Dataset entries
-------
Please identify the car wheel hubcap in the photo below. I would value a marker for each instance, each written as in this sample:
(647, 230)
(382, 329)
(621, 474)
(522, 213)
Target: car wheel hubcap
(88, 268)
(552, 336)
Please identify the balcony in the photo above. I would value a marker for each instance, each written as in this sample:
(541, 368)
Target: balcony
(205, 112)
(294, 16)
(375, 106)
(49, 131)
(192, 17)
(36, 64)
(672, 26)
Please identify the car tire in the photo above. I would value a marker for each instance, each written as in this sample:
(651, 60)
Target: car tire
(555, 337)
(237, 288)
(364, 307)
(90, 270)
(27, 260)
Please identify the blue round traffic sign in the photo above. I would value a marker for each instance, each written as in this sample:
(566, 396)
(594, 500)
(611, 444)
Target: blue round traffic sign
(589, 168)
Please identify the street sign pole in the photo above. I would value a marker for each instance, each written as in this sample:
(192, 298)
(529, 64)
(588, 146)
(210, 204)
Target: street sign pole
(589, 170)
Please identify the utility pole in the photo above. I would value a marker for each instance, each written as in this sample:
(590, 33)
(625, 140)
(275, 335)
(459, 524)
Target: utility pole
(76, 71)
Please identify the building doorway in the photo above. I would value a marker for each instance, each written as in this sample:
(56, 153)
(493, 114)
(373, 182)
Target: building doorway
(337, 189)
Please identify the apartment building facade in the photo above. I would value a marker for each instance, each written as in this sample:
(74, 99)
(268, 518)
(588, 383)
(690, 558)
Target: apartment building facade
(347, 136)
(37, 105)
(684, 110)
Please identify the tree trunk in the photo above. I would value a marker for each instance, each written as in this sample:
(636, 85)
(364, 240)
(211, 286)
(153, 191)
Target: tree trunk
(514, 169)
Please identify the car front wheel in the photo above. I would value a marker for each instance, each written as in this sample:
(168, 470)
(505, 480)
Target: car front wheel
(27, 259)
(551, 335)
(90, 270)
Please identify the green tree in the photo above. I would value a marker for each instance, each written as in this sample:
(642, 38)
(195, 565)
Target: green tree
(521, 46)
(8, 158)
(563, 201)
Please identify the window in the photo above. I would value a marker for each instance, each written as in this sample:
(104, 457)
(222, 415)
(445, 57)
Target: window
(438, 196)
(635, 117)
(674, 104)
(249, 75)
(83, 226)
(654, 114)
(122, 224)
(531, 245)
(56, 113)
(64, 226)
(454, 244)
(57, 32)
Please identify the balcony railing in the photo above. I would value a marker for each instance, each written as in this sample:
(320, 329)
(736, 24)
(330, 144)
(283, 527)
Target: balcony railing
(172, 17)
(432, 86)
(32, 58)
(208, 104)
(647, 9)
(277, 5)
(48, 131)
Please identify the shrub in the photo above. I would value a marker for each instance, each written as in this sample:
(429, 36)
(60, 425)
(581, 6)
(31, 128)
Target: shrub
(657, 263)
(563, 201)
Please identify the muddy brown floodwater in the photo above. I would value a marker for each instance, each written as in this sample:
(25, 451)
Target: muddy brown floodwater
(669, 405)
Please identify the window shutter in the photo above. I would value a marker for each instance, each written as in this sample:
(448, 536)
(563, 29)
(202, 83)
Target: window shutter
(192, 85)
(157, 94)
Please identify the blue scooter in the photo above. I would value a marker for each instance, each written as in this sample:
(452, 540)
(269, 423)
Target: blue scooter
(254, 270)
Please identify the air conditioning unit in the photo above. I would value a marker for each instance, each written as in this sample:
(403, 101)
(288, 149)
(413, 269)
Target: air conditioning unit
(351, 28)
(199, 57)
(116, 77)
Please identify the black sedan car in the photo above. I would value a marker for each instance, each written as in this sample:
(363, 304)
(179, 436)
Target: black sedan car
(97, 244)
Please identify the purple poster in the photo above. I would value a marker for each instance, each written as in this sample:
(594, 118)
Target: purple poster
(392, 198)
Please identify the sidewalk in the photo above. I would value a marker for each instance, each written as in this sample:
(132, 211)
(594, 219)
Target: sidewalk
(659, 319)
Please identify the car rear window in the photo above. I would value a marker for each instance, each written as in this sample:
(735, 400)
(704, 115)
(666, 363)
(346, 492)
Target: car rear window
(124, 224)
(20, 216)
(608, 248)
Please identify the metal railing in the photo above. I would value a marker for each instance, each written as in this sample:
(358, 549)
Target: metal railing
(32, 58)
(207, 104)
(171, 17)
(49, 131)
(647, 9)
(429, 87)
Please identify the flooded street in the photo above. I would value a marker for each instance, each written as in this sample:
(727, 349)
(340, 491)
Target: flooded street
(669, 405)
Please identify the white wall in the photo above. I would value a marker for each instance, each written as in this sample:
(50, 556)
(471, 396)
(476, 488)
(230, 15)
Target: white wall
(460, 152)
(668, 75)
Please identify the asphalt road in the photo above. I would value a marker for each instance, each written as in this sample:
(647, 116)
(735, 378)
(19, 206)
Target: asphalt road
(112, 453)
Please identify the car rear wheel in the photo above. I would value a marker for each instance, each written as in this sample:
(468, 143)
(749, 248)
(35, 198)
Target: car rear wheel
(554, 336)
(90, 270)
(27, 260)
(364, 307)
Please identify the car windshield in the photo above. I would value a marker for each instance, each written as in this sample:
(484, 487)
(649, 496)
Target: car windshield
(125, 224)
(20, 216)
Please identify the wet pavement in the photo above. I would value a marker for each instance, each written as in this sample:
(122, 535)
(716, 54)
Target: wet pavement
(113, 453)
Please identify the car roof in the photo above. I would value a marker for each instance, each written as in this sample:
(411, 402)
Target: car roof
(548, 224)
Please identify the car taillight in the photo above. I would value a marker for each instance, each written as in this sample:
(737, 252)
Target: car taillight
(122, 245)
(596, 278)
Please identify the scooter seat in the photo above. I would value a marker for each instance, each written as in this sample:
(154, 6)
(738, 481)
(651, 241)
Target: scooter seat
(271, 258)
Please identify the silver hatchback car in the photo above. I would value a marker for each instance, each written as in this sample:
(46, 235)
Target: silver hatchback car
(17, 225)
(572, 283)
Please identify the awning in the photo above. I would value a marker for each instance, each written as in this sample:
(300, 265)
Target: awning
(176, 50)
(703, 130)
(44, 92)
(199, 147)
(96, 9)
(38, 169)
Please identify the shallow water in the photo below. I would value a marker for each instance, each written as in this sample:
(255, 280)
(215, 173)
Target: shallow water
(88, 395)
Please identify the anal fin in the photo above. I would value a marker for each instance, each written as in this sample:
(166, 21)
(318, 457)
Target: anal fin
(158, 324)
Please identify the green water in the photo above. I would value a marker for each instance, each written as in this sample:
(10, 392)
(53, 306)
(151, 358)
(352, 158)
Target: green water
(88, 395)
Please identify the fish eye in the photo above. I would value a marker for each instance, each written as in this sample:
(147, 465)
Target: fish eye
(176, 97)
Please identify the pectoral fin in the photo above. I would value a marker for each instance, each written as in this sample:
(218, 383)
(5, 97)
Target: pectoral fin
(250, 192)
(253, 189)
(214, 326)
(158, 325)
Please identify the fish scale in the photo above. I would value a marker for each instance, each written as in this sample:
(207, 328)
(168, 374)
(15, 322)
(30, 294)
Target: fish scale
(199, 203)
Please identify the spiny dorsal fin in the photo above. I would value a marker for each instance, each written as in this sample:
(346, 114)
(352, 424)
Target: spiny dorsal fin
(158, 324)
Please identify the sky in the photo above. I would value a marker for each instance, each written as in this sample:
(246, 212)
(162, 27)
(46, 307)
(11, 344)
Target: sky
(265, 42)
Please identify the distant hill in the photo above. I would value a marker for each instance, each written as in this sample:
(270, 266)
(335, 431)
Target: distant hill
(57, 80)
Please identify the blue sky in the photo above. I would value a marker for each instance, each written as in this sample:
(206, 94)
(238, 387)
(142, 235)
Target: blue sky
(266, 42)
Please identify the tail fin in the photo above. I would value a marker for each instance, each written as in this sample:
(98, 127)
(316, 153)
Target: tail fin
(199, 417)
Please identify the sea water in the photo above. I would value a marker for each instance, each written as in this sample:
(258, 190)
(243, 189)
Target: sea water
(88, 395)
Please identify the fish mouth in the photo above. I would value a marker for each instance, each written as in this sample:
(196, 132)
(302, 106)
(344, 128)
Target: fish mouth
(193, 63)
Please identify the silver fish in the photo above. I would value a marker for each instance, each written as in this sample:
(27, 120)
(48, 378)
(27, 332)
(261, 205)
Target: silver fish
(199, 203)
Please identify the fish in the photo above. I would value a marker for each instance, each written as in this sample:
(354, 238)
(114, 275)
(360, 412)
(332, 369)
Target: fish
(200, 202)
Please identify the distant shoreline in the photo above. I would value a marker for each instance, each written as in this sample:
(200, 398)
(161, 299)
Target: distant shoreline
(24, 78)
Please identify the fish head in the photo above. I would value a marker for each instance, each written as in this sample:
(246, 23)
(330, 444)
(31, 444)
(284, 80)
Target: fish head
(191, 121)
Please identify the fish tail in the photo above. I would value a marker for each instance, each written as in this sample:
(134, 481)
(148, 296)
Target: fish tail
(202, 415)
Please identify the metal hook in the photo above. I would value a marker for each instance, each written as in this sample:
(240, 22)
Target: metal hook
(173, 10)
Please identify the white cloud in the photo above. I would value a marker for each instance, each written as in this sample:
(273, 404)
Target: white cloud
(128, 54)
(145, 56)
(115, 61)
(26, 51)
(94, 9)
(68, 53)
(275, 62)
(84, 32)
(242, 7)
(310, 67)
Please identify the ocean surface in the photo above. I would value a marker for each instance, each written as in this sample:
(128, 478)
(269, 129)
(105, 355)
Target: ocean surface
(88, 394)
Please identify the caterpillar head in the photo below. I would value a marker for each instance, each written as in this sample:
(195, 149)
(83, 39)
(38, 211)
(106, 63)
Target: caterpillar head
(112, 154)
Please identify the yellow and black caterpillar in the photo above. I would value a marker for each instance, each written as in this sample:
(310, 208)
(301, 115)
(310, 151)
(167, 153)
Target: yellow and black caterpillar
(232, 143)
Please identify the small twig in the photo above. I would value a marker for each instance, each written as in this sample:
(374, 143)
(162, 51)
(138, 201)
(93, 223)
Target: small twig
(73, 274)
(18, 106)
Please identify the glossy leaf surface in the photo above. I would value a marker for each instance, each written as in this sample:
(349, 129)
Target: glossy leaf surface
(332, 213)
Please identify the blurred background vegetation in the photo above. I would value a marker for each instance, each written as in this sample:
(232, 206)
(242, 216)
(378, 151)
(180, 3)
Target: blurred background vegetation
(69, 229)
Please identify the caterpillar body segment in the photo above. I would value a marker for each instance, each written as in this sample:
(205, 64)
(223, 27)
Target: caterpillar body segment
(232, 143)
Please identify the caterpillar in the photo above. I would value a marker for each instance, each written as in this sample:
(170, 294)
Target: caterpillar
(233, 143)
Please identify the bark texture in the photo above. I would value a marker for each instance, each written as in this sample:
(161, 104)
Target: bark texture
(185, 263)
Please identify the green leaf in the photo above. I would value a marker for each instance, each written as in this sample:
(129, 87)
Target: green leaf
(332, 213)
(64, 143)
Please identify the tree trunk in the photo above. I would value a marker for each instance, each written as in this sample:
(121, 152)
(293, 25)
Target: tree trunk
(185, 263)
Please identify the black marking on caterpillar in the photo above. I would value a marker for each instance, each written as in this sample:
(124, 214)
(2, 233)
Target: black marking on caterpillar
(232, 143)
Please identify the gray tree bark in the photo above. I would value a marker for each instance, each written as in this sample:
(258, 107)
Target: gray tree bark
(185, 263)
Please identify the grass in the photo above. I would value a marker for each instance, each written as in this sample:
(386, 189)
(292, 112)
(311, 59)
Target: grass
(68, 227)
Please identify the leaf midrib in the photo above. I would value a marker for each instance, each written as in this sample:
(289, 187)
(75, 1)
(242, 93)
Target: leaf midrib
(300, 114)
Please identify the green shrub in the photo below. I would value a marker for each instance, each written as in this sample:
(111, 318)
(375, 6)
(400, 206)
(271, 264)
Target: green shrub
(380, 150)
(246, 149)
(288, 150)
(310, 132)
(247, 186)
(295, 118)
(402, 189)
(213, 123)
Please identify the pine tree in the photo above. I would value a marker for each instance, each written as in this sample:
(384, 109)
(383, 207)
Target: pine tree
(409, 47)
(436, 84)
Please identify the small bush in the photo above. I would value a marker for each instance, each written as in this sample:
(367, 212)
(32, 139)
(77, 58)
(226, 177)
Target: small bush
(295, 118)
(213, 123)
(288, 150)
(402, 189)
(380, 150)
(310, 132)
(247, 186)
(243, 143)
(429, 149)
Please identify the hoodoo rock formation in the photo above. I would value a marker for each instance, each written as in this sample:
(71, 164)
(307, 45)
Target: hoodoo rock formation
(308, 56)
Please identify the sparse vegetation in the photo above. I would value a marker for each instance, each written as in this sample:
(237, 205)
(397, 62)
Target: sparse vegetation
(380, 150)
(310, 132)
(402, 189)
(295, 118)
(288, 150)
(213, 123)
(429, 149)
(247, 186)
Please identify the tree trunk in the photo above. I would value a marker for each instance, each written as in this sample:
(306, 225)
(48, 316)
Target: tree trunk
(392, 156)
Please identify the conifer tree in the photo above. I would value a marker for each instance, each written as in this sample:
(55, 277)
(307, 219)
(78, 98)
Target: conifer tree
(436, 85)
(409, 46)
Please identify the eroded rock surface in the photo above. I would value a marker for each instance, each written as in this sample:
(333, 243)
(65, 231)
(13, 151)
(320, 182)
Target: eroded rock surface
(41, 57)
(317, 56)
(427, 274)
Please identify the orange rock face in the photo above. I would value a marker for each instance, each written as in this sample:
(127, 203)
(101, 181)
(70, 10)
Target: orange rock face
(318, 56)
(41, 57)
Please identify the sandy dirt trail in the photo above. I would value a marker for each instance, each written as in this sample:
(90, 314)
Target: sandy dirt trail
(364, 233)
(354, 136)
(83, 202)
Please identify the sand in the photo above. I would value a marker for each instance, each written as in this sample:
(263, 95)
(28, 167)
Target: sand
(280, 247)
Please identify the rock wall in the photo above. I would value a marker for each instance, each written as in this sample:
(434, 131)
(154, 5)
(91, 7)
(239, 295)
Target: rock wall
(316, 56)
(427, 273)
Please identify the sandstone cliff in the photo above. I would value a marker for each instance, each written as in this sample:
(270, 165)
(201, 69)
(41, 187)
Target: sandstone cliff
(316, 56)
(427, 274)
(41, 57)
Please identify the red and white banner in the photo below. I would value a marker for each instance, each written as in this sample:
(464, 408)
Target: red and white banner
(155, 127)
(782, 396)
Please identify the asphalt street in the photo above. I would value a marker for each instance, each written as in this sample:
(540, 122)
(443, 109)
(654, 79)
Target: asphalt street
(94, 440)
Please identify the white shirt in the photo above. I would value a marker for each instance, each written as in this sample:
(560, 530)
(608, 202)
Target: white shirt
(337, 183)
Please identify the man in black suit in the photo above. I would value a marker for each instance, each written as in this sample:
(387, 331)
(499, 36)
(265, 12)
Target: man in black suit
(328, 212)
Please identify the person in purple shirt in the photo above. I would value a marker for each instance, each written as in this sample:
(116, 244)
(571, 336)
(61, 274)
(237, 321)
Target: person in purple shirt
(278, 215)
-------
● What this task involves: The required output is each line of the entries that contains the word "below".

● Result for this exercise:
Please identify the car wheel hubcap in the photo below. I would value a marker for each instance, each written as in this sample:
Please identify the shallow water in the photo below. I would value a marker for each instance, each written as in this sample:
Please identify the caterpillar head in the photo below. I would value a marker for each instance, each written as in this sample:
Please identify the green shrub in the photo below. I would value a marker for each instance, each written as in this sample:
Please identify the red and white banner in the photo below. I would value a marker for each instance, each written as in this sample:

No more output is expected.